[Opdracht]: Neem uit de tekst over monumentenzorg letterlijk het stuk over van "Deze historische opmerkingen" tot en met "een actuele architectuurbenadering.".

[Tekstfragment]:
※

Deze historische opmerkingen brengen ons midden in de actuele problematiek van de monumentenzorg. Aan het begin van de monumentenzorg ging het immers niet zozeer om het behoud van het verleden óm het verleden, maar om het behoud van maatschappelijke waarden die in de snelle en meedogenloze ontwikkelingen van industrie, techniek en handel verloren dreigden te gaan. De architectuur was meer dan een beeld of een stijl. Het ging om een ambacht en in dit ambacht om het volk, de samenlevingsvorm en cultuur ervan die hun hoogste uitdrukking en samenhang vonden in de religieuze kerkelijke gemeenschap. Het ging niet om een op het verleden gerichte, maar om een actuele architectuurbenadering.
| |
| |
Hôtel Torrentius te Luik, renovatie door architect Charles Vandenhove.

※

[Gegevens]:
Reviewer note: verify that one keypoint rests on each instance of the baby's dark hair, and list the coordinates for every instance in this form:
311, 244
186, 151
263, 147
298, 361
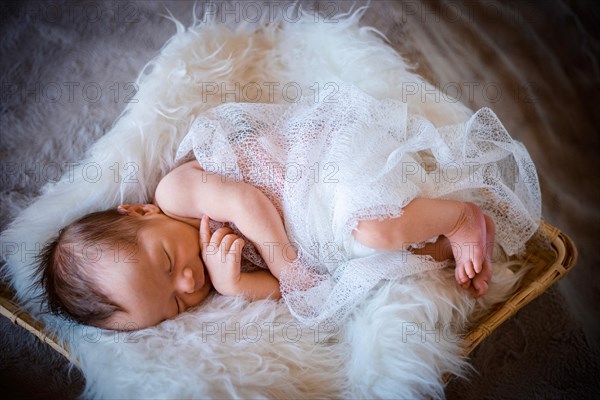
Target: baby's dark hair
69, 264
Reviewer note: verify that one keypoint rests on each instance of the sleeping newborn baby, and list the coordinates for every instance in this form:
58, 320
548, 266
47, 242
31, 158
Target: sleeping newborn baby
315, 203
138, 265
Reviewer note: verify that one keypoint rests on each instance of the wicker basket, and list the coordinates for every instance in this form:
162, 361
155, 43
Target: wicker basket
547, 267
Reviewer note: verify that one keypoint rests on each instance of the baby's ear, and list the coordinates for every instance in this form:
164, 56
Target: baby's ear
138, 210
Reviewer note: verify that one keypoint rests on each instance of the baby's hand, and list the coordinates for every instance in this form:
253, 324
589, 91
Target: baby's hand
222, 255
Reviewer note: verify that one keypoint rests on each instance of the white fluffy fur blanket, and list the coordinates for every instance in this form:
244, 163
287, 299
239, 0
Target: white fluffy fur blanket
398, 344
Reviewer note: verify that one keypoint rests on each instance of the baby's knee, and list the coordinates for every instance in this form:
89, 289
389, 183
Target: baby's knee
374, 234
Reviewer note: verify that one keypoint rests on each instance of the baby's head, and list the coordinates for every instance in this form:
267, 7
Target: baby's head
124, 269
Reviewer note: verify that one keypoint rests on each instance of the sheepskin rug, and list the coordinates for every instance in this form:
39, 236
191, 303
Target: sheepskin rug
398, 344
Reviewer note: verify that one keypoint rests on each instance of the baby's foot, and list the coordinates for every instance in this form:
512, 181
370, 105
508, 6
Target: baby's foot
482, 279
468, 240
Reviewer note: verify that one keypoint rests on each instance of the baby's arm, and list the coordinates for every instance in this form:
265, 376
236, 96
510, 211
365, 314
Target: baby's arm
190, 192
222, 255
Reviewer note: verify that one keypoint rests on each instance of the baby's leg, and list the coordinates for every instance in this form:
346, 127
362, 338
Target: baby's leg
464, 224
468, 241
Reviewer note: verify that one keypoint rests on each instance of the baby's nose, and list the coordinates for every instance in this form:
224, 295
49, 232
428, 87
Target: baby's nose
186, 282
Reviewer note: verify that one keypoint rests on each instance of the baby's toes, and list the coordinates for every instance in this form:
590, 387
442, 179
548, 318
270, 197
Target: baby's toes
481, 286
461, 275
469, 269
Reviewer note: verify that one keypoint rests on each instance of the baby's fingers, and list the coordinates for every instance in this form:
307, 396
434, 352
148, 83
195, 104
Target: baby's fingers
204, 234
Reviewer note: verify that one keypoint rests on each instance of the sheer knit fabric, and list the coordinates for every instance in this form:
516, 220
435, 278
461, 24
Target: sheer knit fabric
327, 165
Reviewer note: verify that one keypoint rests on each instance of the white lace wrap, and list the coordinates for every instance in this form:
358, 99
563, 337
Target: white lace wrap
327, 165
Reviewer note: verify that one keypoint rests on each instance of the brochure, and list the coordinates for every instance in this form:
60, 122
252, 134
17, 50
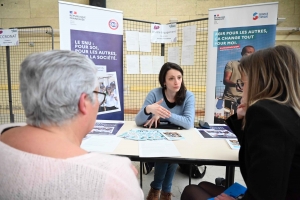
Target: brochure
102, 127
143, 134
172, 135
233, 143
221, 131
236, 191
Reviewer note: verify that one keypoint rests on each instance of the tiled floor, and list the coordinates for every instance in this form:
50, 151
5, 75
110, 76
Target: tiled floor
180, 180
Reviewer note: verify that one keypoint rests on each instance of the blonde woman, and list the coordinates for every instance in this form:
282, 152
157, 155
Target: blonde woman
267, 125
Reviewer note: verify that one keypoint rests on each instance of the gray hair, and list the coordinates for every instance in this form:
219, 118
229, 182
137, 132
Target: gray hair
51, 84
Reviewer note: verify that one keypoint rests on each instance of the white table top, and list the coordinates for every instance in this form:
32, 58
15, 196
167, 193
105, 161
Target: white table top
193, 147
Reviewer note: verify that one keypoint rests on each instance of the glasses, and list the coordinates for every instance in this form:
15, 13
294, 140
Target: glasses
101, 96
240, 84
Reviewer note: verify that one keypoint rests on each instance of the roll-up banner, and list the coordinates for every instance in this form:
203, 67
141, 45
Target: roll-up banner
98, 34
234, 32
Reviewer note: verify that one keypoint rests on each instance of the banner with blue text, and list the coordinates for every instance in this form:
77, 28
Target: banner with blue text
98, 34
234, 32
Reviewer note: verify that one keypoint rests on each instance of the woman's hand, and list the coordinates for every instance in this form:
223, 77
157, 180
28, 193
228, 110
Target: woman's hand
241, 110
224, 196
154, 119
158, 110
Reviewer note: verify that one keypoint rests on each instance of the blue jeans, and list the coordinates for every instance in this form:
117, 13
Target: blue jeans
163, 176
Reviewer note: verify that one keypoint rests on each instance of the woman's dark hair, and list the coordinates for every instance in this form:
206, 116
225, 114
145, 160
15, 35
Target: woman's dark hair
180, 95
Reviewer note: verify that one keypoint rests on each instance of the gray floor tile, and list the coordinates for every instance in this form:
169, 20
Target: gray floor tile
181, 180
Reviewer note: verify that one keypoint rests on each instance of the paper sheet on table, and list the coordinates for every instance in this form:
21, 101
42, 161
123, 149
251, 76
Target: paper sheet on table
102, 143
158, 148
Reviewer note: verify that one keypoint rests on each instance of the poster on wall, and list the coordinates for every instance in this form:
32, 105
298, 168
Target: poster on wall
102, 42
229, 39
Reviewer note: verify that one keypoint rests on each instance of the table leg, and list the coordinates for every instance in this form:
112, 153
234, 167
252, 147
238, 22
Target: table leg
141, 174
190, 174
229, 179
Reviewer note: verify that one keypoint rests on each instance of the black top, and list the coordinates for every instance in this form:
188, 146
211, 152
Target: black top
269, 156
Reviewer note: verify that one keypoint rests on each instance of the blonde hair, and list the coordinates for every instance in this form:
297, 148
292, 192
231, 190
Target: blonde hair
273, 74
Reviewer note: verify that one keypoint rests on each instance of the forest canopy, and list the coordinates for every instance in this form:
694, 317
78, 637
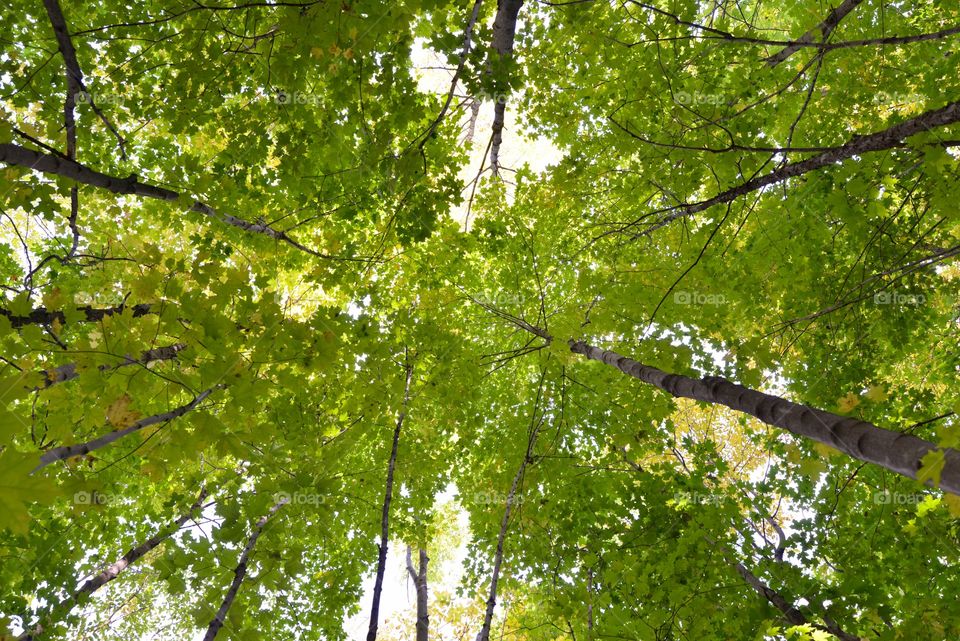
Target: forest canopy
592, 320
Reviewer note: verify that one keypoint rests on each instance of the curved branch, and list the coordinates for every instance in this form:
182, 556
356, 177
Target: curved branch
49, 164
68, 451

※

[Antwoord]:
Deze historische opmerkingen brengen ons midden in de actuele problematiek van de monumentenzorg. Aan het begin van de monumentenzorg ging het immers niet zozeer om het behoud van het verleden óm het verleden, maar om het behoud van maatschappelijke waarden die in de snelle en meedogenloze ontwikkelingen van industrie, techniek en handel verloren dreigden te gaan. De architectuur was meer dan een beeld of een stijl. Het ging om een ambacht en in dit ambacht om het volk, de samenlevingsvorm en cultuur ervan die hun hoogste uitdrukking en samenhang vonden in de religieuze kerkelijke gemeenschap. Het ging niet om een op het verleden gerichte, maar om een actuele architectuurbenadering.